_What is required_
In the prior-informed fitting documentation, which item in the implementation status is marked as planned?

_Source text_
<<<<

Prior-Informed Fitting (🚧 Lower Priority)

Use Case: You have prior information about guide effects (e.g., from a previous GEX experiment) and want to use that to improve inference on a new dataset (e.g., ATAC-seq).

Current Status: Infrastructure partially complete. Parameters exist but not yet integrated into Pyro model. This is currently lower priority than multinomial/Student-T trans fitting and high-MOI guide additivity.

# Scenario: Prior GEX experiment → inform current ATAC experiment
# Same guides, same cell line, different modality

# Step 1: Extract guide effects from prior GEX dataset
prior_gex_model = bayesDREAM(meta=prior_meta, counts=prior_gex_counts, cis_gene='GFI1B')
prior_gex_model.fit_cis()

# Get guide-level statistics
prior_guide_effects = pd.DataFrame({
    'guide': guide_names,
    'log2FC': prior_gex_model.posterior_samples_cis['x_eff_g'].mean(dim=0).cpu().numpy()
})

# Step 2: Use as priors for current ATAC dataset
current_atac_model = bayesDREAM(
    meta=current_meta,
    counts=current_atac_counts,
    modality_name='atac',
    cis_feature='chr9:132283881-132284881',
    guide_covariates=['cell_line']
)

# Fit with guide-level priors (🚧 NOT YET FUNCTIONAL)
current_atac_model.fit_cis(
    sum_factor_col='sum_factor',
    manual_guide_effects=prior_guide_effects,  # Parameter exists
    prior_strength=2.0  # Parameter exists
)
# NOTE: Parameters are accepted but priors not yet integrated into Pyro model

Implementation Status:

  • ✅ Parameters added to fit_cis(): manual_guide_effects, prior_strength
  • ✅ Tensor preparation and validation
  • ❌ Integration into Pyro model (in progress)
  • ❌ Hyperparameter-level priors (planned)

See docs/OUTSTANDING_TASKS.md for detailed roadmap.

Visualization

# Plot x-y data with trans function overlay
model.plot_xy_data(
    feature='TET2',
    window=100,
    show_correction='both',      # Side-by-side corrected/uncorrected
    show_hill_function=True      # Overlay fitted trans function
)

# Plot ATAC peak
model.plot_xy_data(
    feature='chr9:132283881-132284881',
    modality_name='atac',
    show_ntc_gradient=True       # Color by NTC proportion
)

>>>>

_Dataset entries_
<<<<

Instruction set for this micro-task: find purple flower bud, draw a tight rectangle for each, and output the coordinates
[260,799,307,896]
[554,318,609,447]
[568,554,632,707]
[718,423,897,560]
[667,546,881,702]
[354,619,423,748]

>>>>

_Solution_
Hyperparameter-level priors.